Dataset rows
========================

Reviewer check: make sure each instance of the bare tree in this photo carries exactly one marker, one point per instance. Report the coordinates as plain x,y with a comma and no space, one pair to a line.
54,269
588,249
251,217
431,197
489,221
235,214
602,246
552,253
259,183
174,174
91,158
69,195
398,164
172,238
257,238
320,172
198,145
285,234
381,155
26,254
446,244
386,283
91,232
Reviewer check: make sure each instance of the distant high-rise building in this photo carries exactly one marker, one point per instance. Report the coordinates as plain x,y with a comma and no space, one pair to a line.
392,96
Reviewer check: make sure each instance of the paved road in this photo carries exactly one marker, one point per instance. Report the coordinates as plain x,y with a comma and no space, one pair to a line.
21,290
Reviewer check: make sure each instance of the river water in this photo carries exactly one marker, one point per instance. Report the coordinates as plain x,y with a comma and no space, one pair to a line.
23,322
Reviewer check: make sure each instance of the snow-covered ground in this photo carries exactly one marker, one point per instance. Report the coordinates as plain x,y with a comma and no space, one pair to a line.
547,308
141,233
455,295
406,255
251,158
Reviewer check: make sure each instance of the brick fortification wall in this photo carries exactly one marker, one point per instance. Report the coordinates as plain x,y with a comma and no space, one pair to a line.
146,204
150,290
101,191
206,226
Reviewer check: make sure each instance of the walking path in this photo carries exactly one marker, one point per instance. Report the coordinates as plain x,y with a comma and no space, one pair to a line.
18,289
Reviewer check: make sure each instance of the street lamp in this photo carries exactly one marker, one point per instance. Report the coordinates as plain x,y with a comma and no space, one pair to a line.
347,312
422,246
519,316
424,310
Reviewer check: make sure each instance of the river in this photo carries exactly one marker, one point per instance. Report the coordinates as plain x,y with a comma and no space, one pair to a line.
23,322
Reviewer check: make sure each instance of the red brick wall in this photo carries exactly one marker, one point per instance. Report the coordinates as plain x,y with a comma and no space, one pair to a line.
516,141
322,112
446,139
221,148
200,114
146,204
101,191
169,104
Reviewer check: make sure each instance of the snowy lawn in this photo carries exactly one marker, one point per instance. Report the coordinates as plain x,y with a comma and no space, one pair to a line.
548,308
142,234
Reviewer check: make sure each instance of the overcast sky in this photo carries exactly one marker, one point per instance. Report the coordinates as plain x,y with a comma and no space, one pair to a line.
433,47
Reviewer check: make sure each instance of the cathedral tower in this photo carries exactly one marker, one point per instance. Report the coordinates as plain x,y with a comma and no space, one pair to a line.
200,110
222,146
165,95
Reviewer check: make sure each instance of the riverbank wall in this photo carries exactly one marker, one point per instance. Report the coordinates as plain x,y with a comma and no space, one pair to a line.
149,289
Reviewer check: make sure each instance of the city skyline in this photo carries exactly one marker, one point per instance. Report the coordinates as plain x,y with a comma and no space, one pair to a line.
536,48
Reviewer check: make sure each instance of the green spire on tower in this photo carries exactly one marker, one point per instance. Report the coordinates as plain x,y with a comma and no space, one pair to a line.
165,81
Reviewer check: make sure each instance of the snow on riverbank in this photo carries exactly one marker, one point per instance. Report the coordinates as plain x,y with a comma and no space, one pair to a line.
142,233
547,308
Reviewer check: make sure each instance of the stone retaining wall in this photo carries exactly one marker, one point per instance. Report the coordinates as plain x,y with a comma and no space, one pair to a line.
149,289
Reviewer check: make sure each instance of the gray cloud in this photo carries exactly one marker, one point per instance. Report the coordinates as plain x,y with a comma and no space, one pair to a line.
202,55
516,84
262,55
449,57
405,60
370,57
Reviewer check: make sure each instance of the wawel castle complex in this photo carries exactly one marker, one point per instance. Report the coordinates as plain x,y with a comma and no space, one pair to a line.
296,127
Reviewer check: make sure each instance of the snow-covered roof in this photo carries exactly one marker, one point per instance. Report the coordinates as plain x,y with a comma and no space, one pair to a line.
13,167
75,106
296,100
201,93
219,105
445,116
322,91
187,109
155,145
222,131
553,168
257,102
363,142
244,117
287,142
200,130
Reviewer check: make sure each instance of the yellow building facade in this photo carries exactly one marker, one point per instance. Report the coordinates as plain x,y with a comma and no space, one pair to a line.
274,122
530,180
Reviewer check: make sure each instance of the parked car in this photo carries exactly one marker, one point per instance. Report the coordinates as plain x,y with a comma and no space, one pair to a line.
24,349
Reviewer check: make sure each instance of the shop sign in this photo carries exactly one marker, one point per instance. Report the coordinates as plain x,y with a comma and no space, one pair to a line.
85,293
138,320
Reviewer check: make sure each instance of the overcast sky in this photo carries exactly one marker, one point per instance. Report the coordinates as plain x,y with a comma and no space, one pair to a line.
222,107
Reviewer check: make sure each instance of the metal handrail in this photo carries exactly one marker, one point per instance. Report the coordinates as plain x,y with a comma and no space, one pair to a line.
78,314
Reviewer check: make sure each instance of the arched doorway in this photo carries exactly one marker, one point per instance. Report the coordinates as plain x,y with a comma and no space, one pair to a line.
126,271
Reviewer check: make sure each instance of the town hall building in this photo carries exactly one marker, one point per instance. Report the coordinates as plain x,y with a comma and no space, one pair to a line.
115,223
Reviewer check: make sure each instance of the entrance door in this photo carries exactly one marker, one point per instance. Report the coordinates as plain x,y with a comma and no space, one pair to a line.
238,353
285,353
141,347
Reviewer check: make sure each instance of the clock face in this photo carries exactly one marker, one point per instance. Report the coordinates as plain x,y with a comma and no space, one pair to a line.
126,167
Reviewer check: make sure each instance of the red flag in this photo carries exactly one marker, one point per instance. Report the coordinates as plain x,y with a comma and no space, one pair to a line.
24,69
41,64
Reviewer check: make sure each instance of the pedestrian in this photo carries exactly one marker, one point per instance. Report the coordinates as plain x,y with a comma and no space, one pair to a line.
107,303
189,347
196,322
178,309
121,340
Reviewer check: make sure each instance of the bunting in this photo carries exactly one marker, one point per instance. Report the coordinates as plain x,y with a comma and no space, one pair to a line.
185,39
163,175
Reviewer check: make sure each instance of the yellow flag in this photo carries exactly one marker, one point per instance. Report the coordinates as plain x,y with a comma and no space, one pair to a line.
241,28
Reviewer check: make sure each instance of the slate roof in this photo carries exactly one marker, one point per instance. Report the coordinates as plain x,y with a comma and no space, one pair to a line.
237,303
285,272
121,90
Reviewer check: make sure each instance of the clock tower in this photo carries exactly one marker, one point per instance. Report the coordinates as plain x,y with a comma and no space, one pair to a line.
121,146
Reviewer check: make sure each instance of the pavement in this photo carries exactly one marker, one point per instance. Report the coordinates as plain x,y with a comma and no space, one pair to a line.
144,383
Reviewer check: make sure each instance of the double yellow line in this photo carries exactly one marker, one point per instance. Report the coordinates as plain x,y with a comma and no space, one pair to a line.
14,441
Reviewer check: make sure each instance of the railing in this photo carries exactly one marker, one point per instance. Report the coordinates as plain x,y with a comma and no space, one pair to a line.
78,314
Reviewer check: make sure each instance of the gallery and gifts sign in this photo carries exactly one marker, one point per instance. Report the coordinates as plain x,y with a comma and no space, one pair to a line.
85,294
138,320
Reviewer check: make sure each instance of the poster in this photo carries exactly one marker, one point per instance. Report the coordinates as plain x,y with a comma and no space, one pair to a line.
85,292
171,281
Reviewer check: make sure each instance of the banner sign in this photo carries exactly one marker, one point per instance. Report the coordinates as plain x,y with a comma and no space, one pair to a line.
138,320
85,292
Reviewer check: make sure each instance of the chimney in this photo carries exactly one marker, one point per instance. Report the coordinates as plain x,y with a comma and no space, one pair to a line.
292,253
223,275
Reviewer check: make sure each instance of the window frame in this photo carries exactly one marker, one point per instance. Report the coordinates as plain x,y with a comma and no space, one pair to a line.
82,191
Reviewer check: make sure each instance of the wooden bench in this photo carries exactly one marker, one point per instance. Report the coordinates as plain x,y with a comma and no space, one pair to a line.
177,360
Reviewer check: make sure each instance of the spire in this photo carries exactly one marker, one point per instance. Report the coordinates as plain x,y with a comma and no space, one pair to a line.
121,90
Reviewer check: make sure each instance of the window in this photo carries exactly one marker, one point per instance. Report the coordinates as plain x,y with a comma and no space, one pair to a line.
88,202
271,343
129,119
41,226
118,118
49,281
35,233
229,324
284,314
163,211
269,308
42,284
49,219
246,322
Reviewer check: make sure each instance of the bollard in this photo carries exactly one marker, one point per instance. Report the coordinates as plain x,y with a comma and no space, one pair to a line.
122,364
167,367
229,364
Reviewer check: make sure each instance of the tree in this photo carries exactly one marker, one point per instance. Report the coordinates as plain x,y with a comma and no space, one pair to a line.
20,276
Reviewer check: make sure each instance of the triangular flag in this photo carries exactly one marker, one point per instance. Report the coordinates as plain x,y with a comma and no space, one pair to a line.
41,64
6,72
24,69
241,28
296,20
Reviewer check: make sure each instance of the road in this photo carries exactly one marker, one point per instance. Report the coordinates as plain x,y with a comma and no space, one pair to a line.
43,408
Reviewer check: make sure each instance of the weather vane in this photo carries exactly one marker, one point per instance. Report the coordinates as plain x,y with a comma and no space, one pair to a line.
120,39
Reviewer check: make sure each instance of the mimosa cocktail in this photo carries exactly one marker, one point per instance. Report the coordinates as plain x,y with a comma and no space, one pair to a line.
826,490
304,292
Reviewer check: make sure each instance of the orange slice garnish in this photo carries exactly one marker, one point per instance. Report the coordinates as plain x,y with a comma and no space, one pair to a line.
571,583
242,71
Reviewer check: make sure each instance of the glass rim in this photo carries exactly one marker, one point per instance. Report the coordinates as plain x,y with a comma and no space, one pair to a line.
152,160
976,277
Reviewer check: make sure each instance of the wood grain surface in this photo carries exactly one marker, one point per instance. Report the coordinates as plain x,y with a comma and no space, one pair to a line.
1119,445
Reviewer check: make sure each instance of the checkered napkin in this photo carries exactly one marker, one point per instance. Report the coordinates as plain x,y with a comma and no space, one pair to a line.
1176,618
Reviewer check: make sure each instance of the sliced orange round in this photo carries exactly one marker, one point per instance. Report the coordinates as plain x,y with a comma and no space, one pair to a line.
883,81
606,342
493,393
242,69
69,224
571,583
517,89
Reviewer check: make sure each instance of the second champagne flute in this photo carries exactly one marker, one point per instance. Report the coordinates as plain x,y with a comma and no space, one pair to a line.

========================

* _Your objective_
Reproduce only the lines running from the one that contains "Reviewer check: make sure each instance of the checkered" to the last line of the records.

* _Result of this exercise_
Reviewer check: make sure each instance of the checkered napkin in this photo carries exactly one marker, one point per instance. Report the coordinates as plain x,y with a comma and no space, one pair to a line.
1176,618
Reviewer check: make sure each instance of the sliced orange round in this photo carries exactly one marker, one point per instance. Report the coordinates as plain x,y with a comma and no space, one pair to a line.
883,81
606,342
493,393
242,69
69,224
571,583
517,89
Reviewer check: make sure each instance of the second champagne flute in this photo carries exactly one marker, one point per instance. Report the coordinates as plain x,y with a comma and no space, one pair to a line.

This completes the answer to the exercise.